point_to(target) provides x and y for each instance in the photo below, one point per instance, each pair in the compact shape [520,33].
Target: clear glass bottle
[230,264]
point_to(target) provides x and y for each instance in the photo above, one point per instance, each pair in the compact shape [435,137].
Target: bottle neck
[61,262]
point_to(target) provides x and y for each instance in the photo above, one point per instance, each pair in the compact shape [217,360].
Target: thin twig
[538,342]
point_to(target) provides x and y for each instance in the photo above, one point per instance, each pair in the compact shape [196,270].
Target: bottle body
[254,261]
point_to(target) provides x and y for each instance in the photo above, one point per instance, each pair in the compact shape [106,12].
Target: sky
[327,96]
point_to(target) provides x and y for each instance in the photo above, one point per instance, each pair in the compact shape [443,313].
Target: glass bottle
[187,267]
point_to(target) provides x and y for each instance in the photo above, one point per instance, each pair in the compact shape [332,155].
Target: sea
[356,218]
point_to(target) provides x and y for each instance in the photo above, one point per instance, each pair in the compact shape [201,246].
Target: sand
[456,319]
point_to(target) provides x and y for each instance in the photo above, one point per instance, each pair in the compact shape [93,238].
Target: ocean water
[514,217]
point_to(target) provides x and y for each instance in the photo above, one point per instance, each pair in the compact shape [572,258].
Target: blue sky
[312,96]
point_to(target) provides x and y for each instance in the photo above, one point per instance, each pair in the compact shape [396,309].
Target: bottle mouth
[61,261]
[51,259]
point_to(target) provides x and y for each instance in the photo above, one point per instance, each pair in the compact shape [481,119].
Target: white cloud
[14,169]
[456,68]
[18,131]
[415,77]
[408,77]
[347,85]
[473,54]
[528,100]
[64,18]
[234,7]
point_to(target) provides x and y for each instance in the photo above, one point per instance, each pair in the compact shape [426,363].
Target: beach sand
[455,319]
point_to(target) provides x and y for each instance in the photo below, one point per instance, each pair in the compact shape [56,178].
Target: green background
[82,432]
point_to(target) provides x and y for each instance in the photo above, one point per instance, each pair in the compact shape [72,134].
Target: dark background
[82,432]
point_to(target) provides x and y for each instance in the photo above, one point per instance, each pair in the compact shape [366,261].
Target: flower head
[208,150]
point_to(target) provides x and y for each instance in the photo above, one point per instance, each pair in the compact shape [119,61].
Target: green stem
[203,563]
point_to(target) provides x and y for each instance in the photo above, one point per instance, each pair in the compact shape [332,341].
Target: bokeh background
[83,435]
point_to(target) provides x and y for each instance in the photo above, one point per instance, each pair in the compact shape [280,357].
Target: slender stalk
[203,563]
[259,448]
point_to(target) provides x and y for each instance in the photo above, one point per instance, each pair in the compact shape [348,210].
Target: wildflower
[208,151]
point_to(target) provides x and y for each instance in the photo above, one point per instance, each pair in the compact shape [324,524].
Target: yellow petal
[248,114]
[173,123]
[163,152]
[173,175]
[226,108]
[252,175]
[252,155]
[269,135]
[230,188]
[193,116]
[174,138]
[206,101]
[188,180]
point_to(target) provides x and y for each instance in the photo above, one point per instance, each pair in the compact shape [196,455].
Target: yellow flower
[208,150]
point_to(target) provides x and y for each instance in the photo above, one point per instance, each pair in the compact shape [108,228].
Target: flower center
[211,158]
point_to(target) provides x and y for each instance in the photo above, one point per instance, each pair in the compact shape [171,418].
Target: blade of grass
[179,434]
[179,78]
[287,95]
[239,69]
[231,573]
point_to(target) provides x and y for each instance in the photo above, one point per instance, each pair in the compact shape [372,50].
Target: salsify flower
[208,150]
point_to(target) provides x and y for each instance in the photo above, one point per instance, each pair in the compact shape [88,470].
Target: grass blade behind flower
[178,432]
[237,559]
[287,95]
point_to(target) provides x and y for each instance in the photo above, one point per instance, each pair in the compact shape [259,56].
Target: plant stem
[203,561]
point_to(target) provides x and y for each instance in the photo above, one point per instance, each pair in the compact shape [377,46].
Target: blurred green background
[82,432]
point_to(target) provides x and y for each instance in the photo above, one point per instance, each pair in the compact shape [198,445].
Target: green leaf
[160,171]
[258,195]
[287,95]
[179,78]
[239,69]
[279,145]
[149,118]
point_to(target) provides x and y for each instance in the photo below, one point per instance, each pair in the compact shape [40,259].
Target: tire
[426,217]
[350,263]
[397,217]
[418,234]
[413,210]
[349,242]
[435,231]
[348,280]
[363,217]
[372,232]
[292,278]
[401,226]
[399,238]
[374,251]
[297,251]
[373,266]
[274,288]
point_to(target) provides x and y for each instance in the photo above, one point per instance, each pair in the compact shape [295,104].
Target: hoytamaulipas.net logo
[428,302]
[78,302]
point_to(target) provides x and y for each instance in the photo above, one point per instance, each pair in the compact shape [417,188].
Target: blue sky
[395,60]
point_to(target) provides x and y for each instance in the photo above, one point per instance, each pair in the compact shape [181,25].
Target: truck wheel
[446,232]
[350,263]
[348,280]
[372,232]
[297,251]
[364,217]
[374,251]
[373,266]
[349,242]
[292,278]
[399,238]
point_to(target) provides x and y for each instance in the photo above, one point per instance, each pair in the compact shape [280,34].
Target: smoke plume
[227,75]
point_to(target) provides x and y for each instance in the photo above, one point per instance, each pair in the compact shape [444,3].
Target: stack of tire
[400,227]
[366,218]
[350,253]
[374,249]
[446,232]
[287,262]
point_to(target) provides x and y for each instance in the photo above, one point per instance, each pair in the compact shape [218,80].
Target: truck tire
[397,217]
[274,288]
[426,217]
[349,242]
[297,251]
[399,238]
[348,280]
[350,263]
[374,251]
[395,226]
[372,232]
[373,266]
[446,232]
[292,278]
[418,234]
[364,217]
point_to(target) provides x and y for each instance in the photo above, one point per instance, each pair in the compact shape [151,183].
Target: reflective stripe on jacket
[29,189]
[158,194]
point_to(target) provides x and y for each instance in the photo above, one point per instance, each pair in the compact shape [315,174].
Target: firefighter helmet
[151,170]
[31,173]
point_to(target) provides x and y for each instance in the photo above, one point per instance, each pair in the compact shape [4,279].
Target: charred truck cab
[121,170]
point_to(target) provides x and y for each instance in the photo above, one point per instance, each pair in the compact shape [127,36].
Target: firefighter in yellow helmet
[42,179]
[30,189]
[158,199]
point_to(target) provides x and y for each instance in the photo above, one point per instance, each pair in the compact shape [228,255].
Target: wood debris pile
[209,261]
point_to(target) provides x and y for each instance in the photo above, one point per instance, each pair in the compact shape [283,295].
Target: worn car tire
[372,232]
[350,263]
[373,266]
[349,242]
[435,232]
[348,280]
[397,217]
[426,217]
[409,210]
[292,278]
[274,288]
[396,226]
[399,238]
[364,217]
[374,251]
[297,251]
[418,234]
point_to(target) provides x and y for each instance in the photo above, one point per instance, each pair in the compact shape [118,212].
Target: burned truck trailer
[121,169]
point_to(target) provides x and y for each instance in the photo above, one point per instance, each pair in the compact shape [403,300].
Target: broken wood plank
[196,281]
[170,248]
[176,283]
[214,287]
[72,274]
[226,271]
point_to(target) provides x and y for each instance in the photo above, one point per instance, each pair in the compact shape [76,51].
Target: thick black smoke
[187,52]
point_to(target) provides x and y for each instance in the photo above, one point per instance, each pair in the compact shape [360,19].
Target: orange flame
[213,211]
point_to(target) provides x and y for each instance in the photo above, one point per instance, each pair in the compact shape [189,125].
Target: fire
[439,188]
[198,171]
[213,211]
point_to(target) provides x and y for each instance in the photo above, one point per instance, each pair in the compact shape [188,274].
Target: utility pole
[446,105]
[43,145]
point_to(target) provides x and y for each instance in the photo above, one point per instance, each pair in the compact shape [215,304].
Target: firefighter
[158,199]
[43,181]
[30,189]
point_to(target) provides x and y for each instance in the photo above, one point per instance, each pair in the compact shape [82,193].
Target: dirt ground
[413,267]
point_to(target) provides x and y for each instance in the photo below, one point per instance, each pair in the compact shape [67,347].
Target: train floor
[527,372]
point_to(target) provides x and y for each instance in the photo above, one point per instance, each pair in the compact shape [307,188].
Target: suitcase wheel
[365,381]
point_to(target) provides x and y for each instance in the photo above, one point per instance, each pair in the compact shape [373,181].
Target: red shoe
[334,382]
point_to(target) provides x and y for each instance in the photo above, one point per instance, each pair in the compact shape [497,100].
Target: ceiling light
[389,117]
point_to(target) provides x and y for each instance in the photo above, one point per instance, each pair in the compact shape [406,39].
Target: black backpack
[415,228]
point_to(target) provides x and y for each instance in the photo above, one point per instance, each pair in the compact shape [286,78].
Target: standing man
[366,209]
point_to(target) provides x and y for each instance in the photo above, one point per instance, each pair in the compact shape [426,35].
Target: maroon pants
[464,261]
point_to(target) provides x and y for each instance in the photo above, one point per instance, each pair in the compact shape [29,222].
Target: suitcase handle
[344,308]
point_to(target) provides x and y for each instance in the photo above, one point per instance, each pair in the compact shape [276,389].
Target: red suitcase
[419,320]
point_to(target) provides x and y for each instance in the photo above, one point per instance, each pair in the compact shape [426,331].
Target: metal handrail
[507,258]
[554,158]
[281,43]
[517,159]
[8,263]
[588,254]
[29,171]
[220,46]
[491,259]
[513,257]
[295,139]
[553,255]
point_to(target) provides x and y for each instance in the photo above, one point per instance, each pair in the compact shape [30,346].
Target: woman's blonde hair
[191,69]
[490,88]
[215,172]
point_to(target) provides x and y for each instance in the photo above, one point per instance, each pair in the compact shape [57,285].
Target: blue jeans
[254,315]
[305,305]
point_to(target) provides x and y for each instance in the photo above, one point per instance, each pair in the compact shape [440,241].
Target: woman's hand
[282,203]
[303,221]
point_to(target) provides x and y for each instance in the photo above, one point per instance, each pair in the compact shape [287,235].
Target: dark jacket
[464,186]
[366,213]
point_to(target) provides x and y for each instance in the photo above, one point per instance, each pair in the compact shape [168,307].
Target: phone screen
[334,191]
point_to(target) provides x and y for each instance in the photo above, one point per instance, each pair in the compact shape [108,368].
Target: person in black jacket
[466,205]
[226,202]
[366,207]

§ **Task details**: Beginning with the line in which "Target: woman's hand" appears, print each remaining line of the listing exactly, the last line included.

§ **Solution to this exercise**:
Target: woman's hand
[282,203]
[303,221]
point_to(target) provides x and y for each instance in the photo above, one point per instance, each pair in the compact shape [287,235].
Target: dark jacket
[464,186]
[366,213]
point_to(target) provides x and y for each instance in the photo above, one point per instance, each pair in the compact shape [168,307].
Target: phone screen
[334,191]
point_to(target) provides x and y for each instance in the photo above, one point per instance, each pair in the compact shape [108,368].
Target: person in black jacket
[466,205]
[226,202]
[366,207]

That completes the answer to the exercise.